> [EXERCISE AIM]: Everything in the listing should be restated word for word.

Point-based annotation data
--- Begin ---
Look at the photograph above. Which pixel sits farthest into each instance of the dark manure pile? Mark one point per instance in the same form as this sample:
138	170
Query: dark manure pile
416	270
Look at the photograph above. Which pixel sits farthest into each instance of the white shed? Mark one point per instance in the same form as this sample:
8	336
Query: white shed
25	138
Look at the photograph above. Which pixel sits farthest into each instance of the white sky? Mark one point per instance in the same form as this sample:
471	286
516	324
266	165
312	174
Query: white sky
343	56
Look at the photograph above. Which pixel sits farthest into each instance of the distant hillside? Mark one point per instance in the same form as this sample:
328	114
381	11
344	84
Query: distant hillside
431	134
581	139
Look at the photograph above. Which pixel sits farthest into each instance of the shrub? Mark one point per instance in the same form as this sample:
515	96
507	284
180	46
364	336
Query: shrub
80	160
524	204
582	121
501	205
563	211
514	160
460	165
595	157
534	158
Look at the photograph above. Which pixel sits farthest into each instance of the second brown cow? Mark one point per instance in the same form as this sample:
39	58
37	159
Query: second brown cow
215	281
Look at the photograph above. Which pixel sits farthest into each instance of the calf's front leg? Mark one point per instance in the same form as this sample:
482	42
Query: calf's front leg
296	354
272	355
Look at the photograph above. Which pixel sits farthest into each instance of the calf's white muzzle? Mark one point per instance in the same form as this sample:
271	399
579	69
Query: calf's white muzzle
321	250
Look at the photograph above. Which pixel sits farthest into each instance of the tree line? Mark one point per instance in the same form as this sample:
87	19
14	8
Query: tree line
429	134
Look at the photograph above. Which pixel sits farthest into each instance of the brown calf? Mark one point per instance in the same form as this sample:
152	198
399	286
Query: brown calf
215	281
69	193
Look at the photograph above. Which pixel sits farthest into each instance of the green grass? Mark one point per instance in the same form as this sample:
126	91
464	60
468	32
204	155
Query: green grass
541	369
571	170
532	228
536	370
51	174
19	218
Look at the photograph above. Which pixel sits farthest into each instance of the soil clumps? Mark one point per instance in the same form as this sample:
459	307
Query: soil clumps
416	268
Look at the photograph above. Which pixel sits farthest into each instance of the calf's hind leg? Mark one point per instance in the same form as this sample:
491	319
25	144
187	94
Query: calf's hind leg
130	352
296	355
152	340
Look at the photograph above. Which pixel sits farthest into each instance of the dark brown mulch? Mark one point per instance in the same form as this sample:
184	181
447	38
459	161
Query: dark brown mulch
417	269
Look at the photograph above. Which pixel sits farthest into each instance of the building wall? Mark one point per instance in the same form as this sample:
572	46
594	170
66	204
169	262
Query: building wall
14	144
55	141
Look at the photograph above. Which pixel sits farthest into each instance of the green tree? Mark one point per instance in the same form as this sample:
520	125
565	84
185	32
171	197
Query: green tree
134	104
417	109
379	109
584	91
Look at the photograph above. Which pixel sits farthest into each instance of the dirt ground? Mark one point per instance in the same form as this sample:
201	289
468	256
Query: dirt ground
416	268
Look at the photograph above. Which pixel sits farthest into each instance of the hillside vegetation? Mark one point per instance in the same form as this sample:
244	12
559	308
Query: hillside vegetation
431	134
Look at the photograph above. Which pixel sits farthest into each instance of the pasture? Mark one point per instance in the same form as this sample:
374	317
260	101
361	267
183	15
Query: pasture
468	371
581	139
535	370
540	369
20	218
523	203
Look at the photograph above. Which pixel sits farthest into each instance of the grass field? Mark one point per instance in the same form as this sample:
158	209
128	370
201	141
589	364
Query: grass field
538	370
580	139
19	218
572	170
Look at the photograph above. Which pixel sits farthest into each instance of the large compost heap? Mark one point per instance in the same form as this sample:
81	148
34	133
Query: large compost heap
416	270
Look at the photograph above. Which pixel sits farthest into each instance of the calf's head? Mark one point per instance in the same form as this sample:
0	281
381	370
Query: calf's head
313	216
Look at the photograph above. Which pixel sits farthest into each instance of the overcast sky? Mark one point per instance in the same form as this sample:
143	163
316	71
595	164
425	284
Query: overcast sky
--- End ---
> [RIGHT ANSWER]:
Look at the photograph above. Which pixel sits farthest into each instance of the dark manure pile? Mark one point per instance in the same form as this sample:
138	170
Query: dark manure pile
416	270
Look at the photograph above. Which pixel sits farthest into each instance of the white shed? Mark one point per instance in the same form as this sample:
8	336
Query: white shed
25	138
Look at the photograph above. Which pixel sits farthest into each instance of the white sky? Mark one point per instance in the same form as this sample:
471	286
516	324
266	165
312	174
Query: white sky
343	56
Look at the photograph above. Which pixel sits farthest into each instance of the distant hillside? Mark one point per instance in the same form as this sample:
328	114
381	11
344	84
Query: distant hillside
431	134
581	139
Look at the photograph above. Which pixel sits farthest into each instance of the shrub? Mark one point per instance in the same form as this sample:
515	96
507	284
180	46
364	336
Query: shrub
80	160
524	204
582	121
501	205
563	211
514	160
460	165
595	157
534	158
Look at the photograph above. Which pixel sits farthest into each instance of the second brown cow? Mark one point per instance in the same form as this sample:
39	58
37	159
Query: second brown cow
215	281
Look at the photograph above. Which pixel sits farthest into each instance of the calf's front leg? Mark one point per instance in the same form as this sample:
482	42
Query: calf's front leg
296	354
272	355
Look at the photograph above. Which pixel sits farthest into each instance of the calf's white muzzle? Mark one point per instance in the same form as this sample:
271	399
579	69
Query: calf's white muzzle
321	250
Look at the photograph above. Which pixel sits farthest into each instance of the tree line? Mark one point per instance in the same form as this sample:
87	19
14	8
Query: tree line
429	134
Look at the photograph above. Which pixel sits farthest into each instance of the brown calf? Mark one point per instance in the same form as this sample:
152	198
399	286
Query: brown calf
215	281
69	193
Look at the photograph above. Which pixel sits farthest into each instance of the green grass? Mark one point per instance in the same form as this sample:
126	91
464	60
468	32
204	155
Query: green grass
541	369
571	170
532	228
536	370
51	174
19	218
Look at the photograph above. Which pixel sits farthest into each instance of the soil clumps? Mark one point per instance in the same form as this sample:
459	307
Query: soil clumps
416	268
Look at the photograph above. Which pixel sits farthest into each instance of the calf's hind leg? Mark one point per instance in the same form as this sample:
491	319
25	144
187	94
Query: calf's hind leg
130	352
296	355
152	340
Look at the photograph above. Which pixel sits farthest into each instance of the dark brown mulch? Mark one point per instance in the same form as this sample:
184	181
447	38
459	161
Query: dark brown mulch
417	269
Look at the photograph above. Which pixel sits farthest into each instance of the building wall? Mark one point per instance in the same form as this sample:
572	46
594	170
66	204
169	262
Query: building wall
14	144
55	141
Look at the photograph above. Which pixel sits farthest into each instance of the green tree? Mark one point per instance in the same form as this sample:
520	125
565	84
185	32
171	197
Query: green tree
134	104
417	109
379	109
584	91
Look at the photograph above. Which pixel sits farthest into each instance of the dirt ground? Mark one point per instance in the same form as this sample:
201	289
468	256
Query: dirt ground
416	268
Look at the photograph above. Which pixel sits farthest into each instance of the hillside vegetation? Mark one point per instance in the same form as this sample:
244	12
559	308
Query: hillside vegetation
431	134
Look at the photograph above. Which pixel sits farthest into each instance of the pasture? Mark one point per instance in the same form as this sample:
374	317
260	101
361	267
183	15
Query: pasture
468	371
581	139
535	370
540	369
20	218
523	203
Look at the photograph above. Which pixel sits farthest into each instance of the grass field? Mark one point per instance in the same form as this sample:
158	209
128	370
201	141
589	364
Query: grass field
538	370
580	139
19	218
572	170
Look at the photograph above. Which pixel sits farthest into each instance of the large compost heap? Mark one point per instance in the same form as this sample:
81	148
34	133
Query: large compost heap
416	270
Look at the photograph above. Which pixel sits farthest into each instance of the calf's head? Mark one point per instance in the same form as this sample:
0	281
381	370
Query: calf's head
313	216
Look at the photograph above. Which pixel sits farthest into each instance of the overcast sky? Mark one point per instance in the same form as this sample:
143	163
316	71
595	164
425	284
Query: overcast sky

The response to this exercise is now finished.